▶ _Work instruction_
The answer is all of the data repeated exactly, with each picture omitted.
** Opening Source information block **
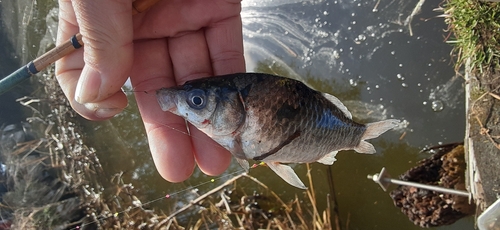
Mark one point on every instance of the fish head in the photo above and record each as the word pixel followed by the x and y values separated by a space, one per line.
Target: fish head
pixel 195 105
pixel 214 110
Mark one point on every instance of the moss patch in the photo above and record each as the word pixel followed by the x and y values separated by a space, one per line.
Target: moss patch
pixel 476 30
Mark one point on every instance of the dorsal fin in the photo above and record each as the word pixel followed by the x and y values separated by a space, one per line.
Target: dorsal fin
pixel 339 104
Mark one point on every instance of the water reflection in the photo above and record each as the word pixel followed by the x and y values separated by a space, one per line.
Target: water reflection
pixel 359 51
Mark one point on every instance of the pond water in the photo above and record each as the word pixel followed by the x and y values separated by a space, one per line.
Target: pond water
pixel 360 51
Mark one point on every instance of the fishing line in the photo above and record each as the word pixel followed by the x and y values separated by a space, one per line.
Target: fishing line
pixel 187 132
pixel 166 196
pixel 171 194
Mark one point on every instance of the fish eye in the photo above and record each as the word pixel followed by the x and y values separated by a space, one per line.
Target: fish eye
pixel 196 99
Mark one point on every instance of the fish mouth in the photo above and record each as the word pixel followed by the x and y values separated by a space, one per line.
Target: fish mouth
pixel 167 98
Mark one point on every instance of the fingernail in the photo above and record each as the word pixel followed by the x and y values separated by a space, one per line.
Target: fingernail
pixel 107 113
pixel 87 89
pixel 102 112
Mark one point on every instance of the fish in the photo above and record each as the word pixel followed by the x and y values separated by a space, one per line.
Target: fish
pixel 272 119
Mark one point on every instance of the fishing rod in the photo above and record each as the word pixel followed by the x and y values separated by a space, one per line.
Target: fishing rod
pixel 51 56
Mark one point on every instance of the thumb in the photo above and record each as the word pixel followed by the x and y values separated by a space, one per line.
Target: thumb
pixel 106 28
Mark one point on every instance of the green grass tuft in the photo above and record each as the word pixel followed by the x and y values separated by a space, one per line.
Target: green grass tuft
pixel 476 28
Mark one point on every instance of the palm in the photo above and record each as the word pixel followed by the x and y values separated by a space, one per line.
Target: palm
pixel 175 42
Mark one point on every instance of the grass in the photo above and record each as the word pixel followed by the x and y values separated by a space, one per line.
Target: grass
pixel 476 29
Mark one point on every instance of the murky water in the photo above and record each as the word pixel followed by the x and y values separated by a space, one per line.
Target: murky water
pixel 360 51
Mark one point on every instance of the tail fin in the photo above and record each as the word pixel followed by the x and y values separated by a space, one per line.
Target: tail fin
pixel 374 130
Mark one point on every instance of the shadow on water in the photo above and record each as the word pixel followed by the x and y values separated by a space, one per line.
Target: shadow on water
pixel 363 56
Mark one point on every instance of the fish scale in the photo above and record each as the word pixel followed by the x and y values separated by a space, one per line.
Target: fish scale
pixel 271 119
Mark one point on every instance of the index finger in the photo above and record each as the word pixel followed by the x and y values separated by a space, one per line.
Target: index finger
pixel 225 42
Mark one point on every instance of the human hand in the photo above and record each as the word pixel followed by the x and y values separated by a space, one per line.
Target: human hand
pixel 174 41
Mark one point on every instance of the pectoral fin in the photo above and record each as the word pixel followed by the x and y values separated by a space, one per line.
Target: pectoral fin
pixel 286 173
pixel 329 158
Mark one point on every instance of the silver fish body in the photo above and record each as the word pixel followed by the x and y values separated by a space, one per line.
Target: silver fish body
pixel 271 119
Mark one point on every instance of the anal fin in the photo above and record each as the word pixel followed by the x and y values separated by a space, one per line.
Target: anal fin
** Closing Source information block **
▶ _Your response_
Mark one point on every instance of the fish head in the photo above and record each as the word pixel followed by the x and y values separated by a space, one per line.
Target: fish head
pixel 195 105
pixel 214 110
Mark one point on every instance of the moss patch in the photo above and record each as the word pixel followed by the x and y values separated by a space, one per line.
Target: moss patch
pixel 476 30
Mark one point on every instance of the dorsal fin in the photo above and record each as the word pixel followed by the x and y values separated by a space, one per line.
Target: dorsal fin
pixel 339 104
Mark one point on every instance of the water reflection in the photo above and record each as the word pixel followed by the x and y values separated by a space, one per line.
Target: water reflection
pixel 359 51
Mark one point on every instance of the pond water in the photo above and record each as the word pixel followed by the x and y values separated by a space, one per line.
Target: pond water
pixel 360 51
Mark one point on every instance of the fishing line in the photo above and record each as the word pixel followed by the x and y values separated by a space, one per line.
Target: fishing line
pixel 187 132
pixel 166 196
pixel 171 194
Mark one point on every instance of the fish eye in the photo above and record each as the word pixel followed by the x and y values separated by a space, one per line.
Target: fish eye
pixel 196 99
Mark one point on every instance of the fish mouth in the photo above and record each as the word pixel followed by the x and y values separated by a space, one per line.
Target: fish mouth
pixel 167 98
Mark one point on every instance of the fingernail in the photo above and record each as the word pixel followed by the x and y values separated by a space, one per line.
Target: fingernail
pixel 107 113
pixel 87 89
pixel 102 112
Mark one point on every instance of the fish in the photo above and record each as the word pixel followed by the x and y values separated by a space, one per line.
Target: fish
pixel 272 119
Mark one point on every instance of the fishing rod in the photo above and record each as the word pixel followed by the x and y values separated by a space, one per line.
Target: fishing rod
pixel 51 56
Mark one point on every instance of the thumb in the photo above and record each as the word pixel followed by the x and y values separated by a space, one per line.
Target: thumb
pixel 106 28
Mark one point on every instance of the green grass tuft in the photo above and record each as the word pixel followed by the x and y values separated by a space, one per line.
Target: green grass tuft
pixel 476 28
Mark one point on every instance of the palm in the photo above and record each as the word pixel followed by the x and y values separated by a space, one per line.
Target: palm
pixel 175 42
Mark one point on every instance of the grass in the photo above and record each as the word pixel followed by the x and y values separated by a space, one per line.
Target: grass
pixel 476 29
Mark one point on every instance of the murky water in the photo above and record each as the word pixel followed by the x and y values separated by a space, one per line.
Target: murky water
pixel 360 51
Mark one point on every instance of the tail fin in the photo above and record each as the word pixel followed by the x and y values separated by a space, one per line.
Target: tail fin
pixel 374 130
Mark one point on every instance of the shadow on water in the photo above and record each as the word pixel followed by the x and y values separated by a space, one per line.
Target: shadow on water
pixel 363 56
Mark one point on every instance of the fish scale in the photo above and record each as the word pixel followed by the x and y values separated by a space, one per line.
Target: fish scale
pixel 271 119
Mark one point on every instance of the index finger in the photo above and record each as the word pixel followed by the x and y values separated by a space, one per line.
Target: index finger
pixel 225 42
Mark one point on every instance of the human hand in the photo above and record each as the word pixel followed by the x and y values separated by a space, one per line.
Target: human hand
pixel 174 41
Mark one point on every instance of the pectoral fin in the photo above and record each as the word pixel followed by the x and y values separated by a space, one per line.
Target: pectoral fin
pixel 286 173
pixel 329 158
Mark one point on every instance of the silver fish body in the photo above and record each as the word pixel followed by the x and y values separated by a space, one per line.
Target: silver fish body
pixel 271 119
Mark one point on every instance of the anal fin in the photo above and record each as the word pixel followed by the x and y values separated by a space, one per line.
Target: anal fin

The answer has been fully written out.